### [What you should do]
From the records below, count the lines containing the word "gold" and give only that number.

### [Provided records]

• • • • • • •

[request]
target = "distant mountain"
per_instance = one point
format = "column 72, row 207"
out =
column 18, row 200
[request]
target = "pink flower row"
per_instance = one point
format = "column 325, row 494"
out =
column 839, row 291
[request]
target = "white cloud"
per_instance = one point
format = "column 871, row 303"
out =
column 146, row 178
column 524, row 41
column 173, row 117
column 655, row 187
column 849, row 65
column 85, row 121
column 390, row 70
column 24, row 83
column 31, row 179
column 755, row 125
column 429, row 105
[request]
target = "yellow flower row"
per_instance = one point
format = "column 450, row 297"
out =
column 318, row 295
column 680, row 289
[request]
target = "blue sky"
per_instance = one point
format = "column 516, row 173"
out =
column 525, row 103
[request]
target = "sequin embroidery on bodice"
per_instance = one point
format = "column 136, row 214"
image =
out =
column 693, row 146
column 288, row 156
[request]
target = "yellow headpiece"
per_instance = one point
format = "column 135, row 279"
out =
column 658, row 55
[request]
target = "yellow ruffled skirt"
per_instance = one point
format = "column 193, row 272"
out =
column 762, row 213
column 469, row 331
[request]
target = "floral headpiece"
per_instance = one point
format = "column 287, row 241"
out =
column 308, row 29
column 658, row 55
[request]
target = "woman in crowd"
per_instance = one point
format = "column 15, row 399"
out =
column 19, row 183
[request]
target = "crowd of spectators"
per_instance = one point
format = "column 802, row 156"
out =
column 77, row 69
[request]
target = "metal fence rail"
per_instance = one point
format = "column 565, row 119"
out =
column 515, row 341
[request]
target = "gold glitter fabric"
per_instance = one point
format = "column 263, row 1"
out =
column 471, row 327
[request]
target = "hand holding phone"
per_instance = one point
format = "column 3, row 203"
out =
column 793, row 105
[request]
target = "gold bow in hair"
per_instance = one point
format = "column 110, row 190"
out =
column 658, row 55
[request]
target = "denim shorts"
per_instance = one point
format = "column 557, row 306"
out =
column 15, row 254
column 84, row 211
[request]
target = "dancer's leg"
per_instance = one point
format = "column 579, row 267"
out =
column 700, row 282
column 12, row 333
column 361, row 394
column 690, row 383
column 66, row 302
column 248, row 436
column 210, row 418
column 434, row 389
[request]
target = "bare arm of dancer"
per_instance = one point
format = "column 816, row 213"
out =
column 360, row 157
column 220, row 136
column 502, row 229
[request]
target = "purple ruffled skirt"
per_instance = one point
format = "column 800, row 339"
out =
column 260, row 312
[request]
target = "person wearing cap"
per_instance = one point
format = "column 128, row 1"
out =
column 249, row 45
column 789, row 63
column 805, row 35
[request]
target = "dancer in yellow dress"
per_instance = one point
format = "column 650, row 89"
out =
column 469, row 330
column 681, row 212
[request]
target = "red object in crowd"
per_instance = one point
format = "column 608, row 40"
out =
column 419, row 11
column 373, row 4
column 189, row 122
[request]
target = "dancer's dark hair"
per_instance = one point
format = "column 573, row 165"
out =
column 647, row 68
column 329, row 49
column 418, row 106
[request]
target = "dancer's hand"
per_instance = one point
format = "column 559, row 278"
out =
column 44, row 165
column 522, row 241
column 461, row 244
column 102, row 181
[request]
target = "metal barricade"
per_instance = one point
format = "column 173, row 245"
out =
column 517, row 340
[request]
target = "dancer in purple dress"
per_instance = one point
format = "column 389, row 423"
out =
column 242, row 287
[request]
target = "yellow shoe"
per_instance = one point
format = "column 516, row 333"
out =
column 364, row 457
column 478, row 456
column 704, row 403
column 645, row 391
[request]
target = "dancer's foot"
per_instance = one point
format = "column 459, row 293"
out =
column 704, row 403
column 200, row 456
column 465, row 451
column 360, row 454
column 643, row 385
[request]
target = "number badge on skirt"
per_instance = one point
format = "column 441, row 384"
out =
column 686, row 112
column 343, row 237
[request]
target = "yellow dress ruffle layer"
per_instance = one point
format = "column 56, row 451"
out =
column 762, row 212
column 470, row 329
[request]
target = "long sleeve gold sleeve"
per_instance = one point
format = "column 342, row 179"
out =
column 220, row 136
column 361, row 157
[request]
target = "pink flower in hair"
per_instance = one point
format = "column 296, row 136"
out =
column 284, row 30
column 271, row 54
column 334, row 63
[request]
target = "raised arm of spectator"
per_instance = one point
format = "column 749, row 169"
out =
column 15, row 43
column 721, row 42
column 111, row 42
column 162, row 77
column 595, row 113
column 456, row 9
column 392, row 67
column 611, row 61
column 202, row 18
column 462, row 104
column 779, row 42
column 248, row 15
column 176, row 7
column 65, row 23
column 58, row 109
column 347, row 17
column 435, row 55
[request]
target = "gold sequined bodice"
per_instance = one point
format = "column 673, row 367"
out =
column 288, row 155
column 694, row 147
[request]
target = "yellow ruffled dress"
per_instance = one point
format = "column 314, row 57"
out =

• • • • • • •

### [Solution to the problem]
4